[start of TASK INPUT]

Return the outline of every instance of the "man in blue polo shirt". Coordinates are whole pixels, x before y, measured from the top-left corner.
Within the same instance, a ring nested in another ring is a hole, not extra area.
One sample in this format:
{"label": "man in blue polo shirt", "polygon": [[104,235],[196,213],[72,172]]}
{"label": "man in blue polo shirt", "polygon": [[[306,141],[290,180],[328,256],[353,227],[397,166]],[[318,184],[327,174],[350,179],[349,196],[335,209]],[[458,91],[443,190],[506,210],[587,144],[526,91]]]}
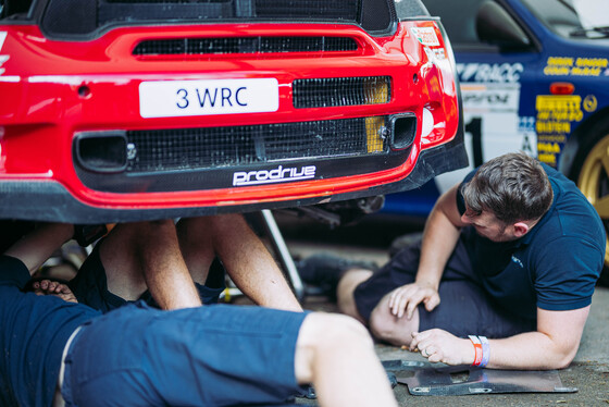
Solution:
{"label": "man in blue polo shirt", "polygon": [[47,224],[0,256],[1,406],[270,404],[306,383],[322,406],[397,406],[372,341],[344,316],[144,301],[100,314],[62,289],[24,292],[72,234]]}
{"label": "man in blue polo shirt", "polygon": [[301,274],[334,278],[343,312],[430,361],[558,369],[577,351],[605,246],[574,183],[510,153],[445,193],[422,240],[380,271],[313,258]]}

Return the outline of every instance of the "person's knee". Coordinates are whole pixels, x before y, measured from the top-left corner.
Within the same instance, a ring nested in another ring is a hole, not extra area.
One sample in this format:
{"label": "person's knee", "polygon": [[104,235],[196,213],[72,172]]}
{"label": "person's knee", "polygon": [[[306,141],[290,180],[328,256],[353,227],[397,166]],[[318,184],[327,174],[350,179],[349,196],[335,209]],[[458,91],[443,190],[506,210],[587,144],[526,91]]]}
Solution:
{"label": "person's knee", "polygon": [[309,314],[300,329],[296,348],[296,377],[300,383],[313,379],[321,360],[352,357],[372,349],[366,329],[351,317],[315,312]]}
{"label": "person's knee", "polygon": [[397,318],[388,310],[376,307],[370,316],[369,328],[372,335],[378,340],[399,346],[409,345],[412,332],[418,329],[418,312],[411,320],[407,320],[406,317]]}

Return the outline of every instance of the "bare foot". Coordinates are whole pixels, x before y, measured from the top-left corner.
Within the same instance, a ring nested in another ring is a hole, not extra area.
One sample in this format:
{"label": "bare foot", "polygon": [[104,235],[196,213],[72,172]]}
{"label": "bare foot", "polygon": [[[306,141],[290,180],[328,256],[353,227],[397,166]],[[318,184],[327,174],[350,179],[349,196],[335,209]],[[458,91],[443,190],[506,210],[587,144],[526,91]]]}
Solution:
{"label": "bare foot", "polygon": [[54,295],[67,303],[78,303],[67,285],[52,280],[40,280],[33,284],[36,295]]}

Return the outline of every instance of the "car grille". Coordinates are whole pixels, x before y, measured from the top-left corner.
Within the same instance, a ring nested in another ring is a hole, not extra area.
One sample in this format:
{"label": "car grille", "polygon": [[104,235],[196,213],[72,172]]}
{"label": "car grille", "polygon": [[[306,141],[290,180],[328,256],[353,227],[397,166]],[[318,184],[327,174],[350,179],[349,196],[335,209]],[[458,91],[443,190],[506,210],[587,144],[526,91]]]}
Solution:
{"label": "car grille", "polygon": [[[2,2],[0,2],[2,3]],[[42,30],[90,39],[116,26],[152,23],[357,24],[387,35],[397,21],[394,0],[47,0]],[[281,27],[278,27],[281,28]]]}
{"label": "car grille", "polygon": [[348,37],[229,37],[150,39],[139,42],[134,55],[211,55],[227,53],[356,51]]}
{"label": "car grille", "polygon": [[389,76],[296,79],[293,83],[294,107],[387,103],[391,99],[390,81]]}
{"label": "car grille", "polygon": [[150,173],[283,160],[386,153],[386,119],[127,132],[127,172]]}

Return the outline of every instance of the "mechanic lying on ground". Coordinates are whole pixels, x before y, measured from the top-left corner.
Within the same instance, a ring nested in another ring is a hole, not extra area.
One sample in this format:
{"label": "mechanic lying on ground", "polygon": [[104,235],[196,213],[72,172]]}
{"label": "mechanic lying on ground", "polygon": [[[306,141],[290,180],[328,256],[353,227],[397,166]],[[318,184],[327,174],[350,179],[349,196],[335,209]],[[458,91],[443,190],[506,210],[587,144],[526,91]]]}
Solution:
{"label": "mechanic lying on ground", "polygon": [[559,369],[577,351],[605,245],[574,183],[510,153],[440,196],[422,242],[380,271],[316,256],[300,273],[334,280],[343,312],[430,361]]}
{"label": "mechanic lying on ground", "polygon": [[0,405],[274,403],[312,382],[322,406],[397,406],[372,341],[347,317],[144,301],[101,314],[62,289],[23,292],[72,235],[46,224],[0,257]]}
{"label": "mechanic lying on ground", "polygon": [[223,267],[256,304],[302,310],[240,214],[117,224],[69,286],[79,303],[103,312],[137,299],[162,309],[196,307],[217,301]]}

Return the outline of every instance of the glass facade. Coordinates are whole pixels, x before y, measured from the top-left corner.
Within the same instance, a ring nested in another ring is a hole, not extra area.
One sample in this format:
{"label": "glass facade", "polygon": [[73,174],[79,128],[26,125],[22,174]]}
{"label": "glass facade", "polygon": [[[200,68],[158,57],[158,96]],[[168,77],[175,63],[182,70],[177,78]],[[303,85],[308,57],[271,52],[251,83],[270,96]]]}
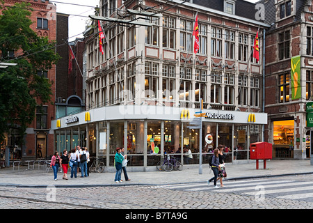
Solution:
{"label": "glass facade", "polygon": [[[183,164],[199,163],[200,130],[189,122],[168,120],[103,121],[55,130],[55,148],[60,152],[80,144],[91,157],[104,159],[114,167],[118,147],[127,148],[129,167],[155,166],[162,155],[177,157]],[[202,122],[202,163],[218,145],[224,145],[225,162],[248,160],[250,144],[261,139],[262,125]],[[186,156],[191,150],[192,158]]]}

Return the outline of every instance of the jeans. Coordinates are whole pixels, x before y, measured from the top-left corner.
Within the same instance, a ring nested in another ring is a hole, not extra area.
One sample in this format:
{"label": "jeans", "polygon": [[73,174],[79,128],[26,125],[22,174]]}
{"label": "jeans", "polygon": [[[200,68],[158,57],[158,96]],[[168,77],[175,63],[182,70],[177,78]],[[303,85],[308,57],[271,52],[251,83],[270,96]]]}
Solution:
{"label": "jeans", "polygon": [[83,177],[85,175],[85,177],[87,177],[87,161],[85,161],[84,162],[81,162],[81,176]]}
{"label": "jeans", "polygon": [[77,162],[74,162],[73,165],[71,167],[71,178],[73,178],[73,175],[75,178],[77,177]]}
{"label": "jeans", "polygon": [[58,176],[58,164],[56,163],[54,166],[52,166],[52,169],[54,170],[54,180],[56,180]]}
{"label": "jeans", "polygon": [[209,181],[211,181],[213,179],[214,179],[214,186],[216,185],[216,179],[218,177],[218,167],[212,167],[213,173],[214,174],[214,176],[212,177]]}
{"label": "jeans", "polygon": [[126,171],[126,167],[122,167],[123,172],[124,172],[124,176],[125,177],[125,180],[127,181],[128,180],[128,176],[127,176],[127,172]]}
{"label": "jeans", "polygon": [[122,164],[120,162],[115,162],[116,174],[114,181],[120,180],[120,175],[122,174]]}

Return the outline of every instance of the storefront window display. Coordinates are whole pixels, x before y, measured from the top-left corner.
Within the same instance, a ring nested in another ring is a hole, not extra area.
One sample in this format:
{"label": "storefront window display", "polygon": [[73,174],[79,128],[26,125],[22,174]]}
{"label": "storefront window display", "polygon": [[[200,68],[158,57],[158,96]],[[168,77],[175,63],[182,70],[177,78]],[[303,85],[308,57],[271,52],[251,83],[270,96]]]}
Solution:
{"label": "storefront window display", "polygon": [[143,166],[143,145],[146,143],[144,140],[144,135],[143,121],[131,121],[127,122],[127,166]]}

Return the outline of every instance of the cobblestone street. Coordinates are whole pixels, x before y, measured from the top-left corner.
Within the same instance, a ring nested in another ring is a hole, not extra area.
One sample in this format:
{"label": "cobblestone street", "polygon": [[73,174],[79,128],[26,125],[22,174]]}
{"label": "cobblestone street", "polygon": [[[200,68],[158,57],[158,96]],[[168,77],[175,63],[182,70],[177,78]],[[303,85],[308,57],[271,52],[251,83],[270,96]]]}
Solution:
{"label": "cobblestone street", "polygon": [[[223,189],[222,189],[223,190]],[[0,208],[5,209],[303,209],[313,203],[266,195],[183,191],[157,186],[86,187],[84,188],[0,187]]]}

[end of TASK INPUT]
[start of TASK INPUT]

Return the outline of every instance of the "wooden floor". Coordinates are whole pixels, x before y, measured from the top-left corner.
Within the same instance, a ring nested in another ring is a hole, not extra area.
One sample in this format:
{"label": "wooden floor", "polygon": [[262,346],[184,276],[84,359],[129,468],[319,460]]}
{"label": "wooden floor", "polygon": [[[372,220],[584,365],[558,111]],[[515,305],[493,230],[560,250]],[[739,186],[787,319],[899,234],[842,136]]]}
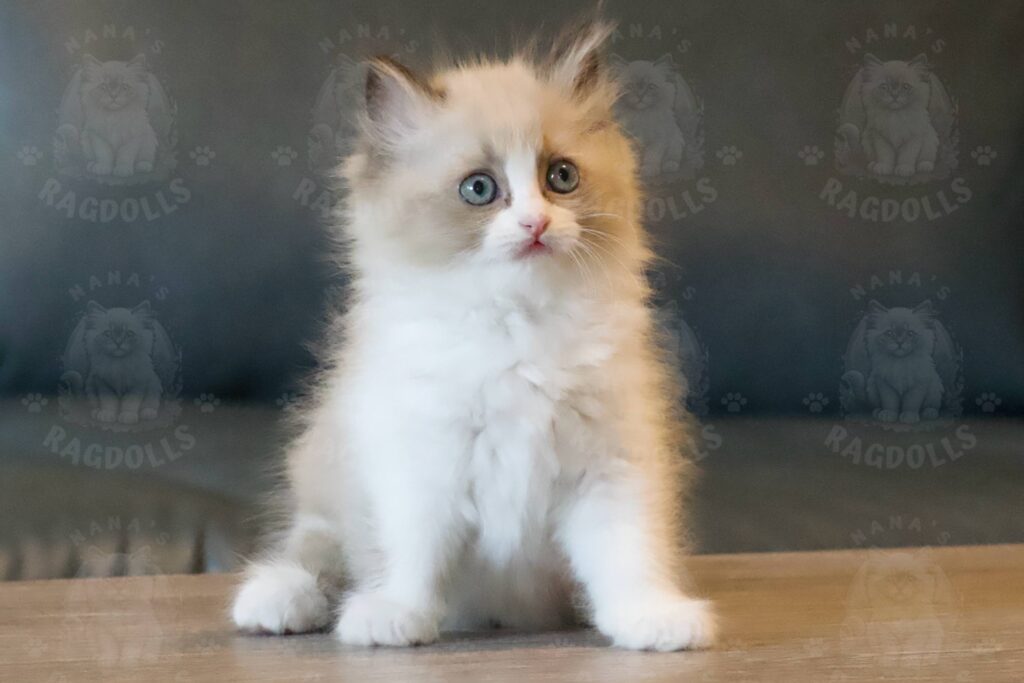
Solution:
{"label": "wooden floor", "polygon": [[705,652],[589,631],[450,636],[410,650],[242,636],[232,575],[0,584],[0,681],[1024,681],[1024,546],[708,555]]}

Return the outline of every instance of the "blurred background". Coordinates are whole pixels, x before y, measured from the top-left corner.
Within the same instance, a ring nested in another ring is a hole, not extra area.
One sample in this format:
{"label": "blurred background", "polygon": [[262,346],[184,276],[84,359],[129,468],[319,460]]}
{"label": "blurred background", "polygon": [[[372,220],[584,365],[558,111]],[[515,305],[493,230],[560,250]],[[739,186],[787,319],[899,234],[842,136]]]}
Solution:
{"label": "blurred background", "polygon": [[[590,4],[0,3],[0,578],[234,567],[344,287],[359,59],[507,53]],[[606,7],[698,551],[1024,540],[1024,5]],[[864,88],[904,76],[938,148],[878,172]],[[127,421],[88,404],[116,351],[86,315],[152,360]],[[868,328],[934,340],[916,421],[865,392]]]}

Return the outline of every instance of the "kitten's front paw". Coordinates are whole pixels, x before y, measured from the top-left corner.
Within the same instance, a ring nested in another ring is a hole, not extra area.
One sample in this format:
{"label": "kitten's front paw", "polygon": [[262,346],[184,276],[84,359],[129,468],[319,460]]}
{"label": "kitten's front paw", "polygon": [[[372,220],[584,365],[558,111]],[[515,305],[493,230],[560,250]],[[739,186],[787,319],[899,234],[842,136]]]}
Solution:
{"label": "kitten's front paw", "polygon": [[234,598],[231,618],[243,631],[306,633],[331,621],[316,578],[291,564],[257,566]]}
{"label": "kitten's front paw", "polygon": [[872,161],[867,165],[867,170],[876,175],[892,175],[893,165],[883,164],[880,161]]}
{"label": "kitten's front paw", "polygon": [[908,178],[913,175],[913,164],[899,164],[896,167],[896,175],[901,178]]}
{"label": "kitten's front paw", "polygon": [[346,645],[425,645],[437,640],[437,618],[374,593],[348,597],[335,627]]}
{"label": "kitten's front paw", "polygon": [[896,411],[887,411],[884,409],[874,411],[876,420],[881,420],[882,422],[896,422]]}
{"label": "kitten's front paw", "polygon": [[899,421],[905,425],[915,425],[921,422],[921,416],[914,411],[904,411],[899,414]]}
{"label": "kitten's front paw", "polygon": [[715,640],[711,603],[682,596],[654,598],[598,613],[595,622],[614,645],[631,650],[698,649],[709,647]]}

[end of TASK INPUT]
[start of TASK INPUT]

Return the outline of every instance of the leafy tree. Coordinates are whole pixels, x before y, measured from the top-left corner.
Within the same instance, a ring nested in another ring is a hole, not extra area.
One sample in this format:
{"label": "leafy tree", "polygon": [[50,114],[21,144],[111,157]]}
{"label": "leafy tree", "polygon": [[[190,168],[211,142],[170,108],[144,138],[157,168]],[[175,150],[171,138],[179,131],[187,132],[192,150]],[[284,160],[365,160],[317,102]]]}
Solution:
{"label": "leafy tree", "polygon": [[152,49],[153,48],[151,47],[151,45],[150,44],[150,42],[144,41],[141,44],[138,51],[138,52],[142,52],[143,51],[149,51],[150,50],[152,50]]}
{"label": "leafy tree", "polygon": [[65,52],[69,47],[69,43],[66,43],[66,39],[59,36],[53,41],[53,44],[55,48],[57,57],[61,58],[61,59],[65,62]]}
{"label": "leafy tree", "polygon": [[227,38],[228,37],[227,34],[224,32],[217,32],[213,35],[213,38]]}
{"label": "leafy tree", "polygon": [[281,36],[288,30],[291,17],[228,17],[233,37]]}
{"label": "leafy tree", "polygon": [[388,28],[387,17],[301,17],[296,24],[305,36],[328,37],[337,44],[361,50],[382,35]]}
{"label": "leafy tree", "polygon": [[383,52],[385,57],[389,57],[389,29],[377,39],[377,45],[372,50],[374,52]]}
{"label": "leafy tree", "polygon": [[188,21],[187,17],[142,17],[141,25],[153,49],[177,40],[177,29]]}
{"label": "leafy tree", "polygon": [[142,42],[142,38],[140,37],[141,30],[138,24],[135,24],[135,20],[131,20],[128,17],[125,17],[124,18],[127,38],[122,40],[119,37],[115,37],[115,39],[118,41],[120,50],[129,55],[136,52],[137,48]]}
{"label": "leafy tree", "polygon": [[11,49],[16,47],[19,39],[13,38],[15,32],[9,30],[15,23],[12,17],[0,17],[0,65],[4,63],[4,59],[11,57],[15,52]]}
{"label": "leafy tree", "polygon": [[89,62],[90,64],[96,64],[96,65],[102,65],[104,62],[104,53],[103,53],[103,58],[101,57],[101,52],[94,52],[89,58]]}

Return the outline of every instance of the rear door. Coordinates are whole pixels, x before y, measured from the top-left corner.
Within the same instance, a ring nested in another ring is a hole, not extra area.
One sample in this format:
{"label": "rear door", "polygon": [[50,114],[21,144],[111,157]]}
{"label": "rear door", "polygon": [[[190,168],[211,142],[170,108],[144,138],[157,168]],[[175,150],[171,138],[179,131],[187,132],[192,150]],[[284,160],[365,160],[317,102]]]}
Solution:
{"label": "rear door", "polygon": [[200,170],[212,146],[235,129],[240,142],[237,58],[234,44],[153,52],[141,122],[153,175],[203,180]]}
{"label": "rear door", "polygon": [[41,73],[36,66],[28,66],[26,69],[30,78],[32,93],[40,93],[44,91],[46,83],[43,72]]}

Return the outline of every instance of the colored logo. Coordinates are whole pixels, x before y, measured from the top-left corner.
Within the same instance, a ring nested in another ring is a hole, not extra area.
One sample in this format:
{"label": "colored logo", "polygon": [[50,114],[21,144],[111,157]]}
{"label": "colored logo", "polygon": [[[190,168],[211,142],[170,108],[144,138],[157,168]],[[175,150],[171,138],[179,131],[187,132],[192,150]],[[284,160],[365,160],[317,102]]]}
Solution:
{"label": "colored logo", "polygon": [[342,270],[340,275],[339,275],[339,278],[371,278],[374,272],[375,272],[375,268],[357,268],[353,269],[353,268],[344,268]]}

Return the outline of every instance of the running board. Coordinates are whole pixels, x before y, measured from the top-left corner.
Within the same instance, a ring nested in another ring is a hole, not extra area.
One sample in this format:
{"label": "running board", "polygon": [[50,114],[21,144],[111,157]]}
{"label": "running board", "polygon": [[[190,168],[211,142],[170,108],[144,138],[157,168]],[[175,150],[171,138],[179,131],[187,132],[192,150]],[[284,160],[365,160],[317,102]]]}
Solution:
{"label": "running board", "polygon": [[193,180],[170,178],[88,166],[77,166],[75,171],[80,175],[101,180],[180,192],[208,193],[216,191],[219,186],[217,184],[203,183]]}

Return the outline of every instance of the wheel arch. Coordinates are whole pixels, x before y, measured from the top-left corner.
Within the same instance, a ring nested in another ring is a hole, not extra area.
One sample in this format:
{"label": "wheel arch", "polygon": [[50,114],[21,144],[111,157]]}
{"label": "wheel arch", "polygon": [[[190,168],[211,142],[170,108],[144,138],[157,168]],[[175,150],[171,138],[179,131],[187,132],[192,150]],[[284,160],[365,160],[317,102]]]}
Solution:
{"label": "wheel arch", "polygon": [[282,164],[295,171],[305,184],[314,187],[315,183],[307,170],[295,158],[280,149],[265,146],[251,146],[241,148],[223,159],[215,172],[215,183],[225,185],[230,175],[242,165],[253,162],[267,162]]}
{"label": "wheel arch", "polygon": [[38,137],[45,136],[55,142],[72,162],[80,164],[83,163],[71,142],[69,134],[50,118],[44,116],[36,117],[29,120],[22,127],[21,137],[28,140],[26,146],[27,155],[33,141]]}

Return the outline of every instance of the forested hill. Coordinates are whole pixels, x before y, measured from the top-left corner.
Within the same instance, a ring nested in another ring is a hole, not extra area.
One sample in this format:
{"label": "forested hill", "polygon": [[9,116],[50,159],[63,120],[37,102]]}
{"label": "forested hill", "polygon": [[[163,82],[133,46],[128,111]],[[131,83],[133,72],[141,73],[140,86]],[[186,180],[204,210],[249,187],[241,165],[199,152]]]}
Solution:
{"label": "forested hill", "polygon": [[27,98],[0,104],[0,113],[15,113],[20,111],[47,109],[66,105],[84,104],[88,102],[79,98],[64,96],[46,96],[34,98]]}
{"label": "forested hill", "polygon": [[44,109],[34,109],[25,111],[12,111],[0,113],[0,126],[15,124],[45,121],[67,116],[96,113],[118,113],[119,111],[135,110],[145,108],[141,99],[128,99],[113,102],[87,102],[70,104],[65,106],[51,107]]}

[end of TASK INPUT]

__WRITTEN INSTRUCTION__. Pick out every line of the data above that contains the word "blue". Case counts.

__RESPONSE__.
Return the outline of every instance of the "man in blue polo shirt". Coordinates are whole pixels, x before y, measured from the top-left corner.
{"label": "man in blue polo shirt", "polygon": [[104,235],[196,213],[72,172]]}
{"label": "man in blue polo shirt", "polygon": [[[306,141],[290,180],[328,256],[353,227],[397,166]],[[318,184],[327,174],[350,179],[349,196],[335,209]],[[458,91],[443,190],[506,210],[587,144],[526,91]]]}
{"label": "man in blue polo shirt", "polygon": [[47,224],[0,256],[1,406],[270,404],[306,383],[322,406],[397,406],[372,341],[344,316],[144,301],[100,314],[62,289],[24,292],[72,234]]}
{"label": "man in blue polo shirt", "polygon": [[301,274],[334,278],[343,312],[430,361],[558,369],[577,351],[605,246],[574,183],[510,153],[445,193],[422,240],[380,271],[313,258]]}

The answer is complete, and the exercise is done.